===== Source text =====

In recent years new SEC appointees have been more likely to rule in favour of energy companies who argue shareholder resolutions and proposals on issues like climate change are micromanaging. It is likely that a different set of appointees might have taken a different set of actions regarding these regulatory and funding issues.
One important difference between those appointed to commissions and those who are appointed to departments is their tenure. Department heads and other appointees can be removed by the president and usually leave when a new administration takes over. In contrast, commission members serve fixed terms and, except in a few bodies, cannot be removed by the president. This gives commission members the power to impact policy even after an administration is out of office. For certain commissions, including FERC and the SEC, the president’s party can appoint up to three of the five members of the commission, and the President designates the commission’s chair.
Outside of agency and commission appointees, the president also chooses the delegations that go to international conferences like COP. Their presence and activities send a strong signal about America’s willingness to address the issue going forward and how we hope to shape what comes out of the event. For example, during his tenure president Trump has used this opportunity to send a delegation that advocates for the use of coal and natural gas.

=====

- **Exercises**
1. Repeat the passage on presidential appointees word for word, beginning at the words "Outside of agency" and stopping after the words "and natural gas.".
2. Write what comes next in the passage on presidential appointees, picking up after its final sentence.

===== Supplied information =====

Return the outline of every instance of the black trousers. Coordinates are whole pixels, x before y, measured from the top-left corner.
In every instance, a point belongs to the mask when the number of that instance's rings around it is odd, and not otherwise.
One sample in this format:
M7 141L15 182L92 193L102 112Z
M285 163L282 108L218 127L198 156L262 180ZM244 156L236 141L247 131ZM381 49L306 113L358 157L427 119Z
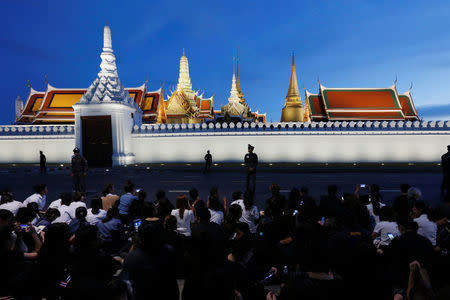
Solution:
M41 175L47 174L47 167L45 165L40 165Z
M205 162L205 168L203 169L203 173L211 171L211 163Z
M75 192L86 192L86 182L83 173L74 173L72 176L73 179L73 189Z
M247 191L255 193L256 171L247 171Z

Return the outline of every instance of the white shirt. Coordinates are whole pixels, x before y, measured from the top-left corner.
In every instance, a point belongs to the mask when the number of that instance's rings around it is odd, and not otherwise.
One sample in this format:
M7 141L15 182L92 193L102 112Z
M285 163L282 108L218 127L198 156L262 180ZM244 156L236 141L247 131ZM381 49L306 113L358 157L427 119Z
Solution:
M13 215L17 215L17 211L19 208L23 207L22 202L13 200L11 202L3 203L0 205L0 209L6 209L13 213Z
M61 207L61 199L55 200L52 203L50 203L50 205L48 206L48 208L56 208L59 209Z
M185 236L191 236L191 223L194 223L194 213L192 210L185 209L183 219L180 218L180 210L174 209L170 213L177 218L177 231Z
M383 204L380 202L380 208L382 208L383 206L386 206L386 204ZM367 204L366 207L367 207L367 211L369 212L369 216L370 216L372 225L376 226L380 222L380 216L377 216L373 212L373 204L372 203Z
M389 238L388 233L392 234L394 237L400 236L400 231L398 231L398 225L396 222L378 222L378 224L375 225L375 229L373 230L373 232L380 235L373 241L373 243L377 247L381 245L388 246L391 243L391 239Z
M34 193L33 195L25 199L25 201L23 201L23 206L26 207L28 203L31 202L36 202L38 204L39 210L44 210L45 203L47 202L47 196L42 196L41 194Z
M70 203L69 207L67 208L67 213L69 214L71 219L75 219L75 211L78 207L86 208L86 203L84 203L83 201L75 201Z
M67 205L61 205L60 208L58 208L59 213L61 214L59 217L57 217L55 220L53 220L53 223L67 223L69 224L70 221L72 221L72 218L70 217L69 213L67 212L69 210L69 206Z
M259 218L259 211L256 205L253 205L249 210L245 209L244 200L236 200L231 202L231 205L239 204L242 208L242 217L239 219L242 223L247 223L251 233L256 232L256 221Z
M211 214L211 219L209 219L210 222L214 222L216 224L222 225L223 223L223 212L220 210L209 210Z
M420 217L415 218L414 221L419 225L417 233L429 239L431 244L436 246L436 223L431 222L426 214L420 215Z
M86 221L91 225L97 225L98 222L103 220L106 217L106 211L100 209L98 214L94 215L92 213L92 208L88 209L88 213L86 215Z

=====
===== Supplied information =====

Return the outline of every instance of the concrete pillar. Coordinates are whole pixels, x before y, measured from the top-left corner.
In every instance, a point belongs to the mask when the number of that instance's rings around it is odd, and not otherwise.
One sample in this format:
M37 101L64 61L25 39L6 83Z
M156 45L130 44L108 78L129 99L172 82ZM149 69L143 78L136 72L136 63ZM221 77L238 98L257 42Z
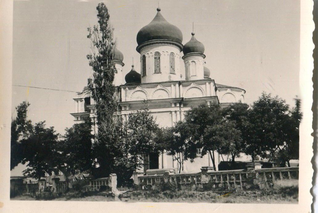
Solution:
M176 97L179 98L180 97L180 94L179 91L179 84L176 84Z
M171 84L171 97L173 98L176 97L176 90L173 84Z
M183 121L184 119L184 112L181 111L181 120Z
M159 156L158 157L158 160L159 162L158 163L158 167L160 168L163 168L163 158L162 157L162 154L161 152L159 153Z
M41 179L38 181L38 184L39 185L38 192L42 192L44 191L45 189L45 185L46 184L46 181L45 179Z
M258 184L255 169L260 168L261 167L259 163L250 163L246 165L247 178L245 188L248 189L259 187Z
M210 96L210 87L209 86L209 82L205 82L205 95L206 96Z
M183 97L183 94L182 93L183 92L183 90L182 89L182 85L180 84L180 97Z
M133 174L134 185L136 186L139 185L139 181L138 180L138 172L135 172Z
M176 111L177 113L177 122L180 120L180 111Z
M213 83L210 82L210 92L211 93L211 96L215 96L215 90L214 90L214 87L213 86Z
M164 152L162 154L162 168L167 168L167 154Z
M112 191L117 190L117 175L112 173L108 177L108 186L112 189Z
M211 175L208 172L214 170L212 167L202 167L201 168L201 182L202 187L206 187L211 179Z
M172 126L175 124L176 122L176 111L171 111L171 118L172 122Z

=====

- **Replies**
1.
Outside of agency and commission appointees, the president also chooses the delegations that go to international conferences like COP. Their presence and activities send a strong signal about America’s willingness to address the issue going forward and how we hope to shape what comes out of the event. For example, during his tenure president Trump has used this opportunity to send a delegation that advocates for the use of coal and natural gas.

2.
Here Comes the Judge
In recent years there has been an increase in climate policy related cases. We have seen states and localities suing companies for responsibility on climate change, people suing the U.S. government for not taking enough action to deal with climate change and states challenging actions by the federal government. Some of the main issues in these cases include who, if anyone, can be held responsible for carbon emissions, who should pay for problems caused by climate change, and what constitutes legal standing in climate related cases.
Although the Judiciary is an independent branch of the U.S. government it is an area that the President can shape through appointments. Since 1980, U.S. Presidents have, on average, appointed 182 federal judges out of 809 positions. During this same period, they have been able to nominate two judges on average for the Supreme Court. Given the courts’ current split, and the recent abolition of the filibuster for appointing judges the next four years could greatly reshape U.S. legal precedent for regulating and addressing climate change.
While it is impossible to predict exactly who a president will appoint, and how they will rule once they are on the bench, it seems that one might infer that an administration in favour of climate action will more likely nominate people who share their view on the role and scope of the law when it comes addressing this issue. Conversely, an administration hostile to climate action will likely look for appointees who take a view of the law that steers the court toward a narrow reading and application of the law on issues like climate policy.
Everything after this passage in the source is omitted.